*** Opening Text for analysis ***

I got laid off in June. I've had GREAT freelancing so I'm not suffering financially yet. (Let's talk next tax season. Oof.)
I got offered a job yesterday. Not the job I applied for.
I'm going to take it because it's a job. But I'm not at all happy and I'm not the least bit excited about it anymore. It feels kinda stupid and kinda justified at the same time.
I applied for the "Director of Content and Communication." Today, I was told that "You and one other were the finalists, and we thought she was the better fit for DIRECTOR. So we juggled numbers and eliminated the office admin position we wanted to create job for you at the salary you asked for. But it's content marketing MANAGER."

*** Closing Text for analysis ***

About this task: Continue the post about being offered a content marketing manager job instead of the director role, starting right after its last sentence.

*** Opening Data block ***

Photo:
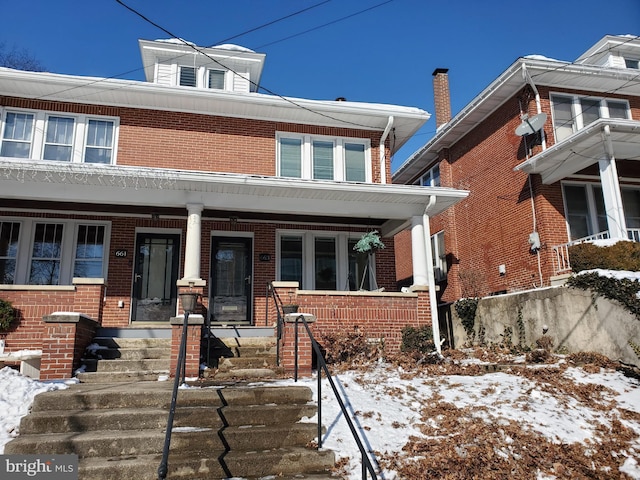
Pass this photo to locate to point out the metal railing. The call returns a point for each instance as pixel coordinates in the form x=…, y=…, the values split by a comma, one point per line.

*** Closing Data block ***

Solved problem:
They gave me the money I wanted at the director level. But not the prestige. AND they upended their budget to find the money I asked for and created a position for me. That's the same title I've had for the last 4 years. And clearly, manager is lower than director. BUT it feels like I'm not good enough. Why tell someone they're second place? "We really liked you and think you're talented so we created a whole new job just for you. BUT IT IS LESS THAN."
I think I should at least ask for a SENIOR title. I've never cared about titles. But taking a title cut HURT me this go-round. I went from director to manager for more money, less stress and a better commute. This is double the commute and less money than I was making (but given the pandemic, I knew a pay cut was inevitable and that's okay). But it feels insulting too. Am I insane?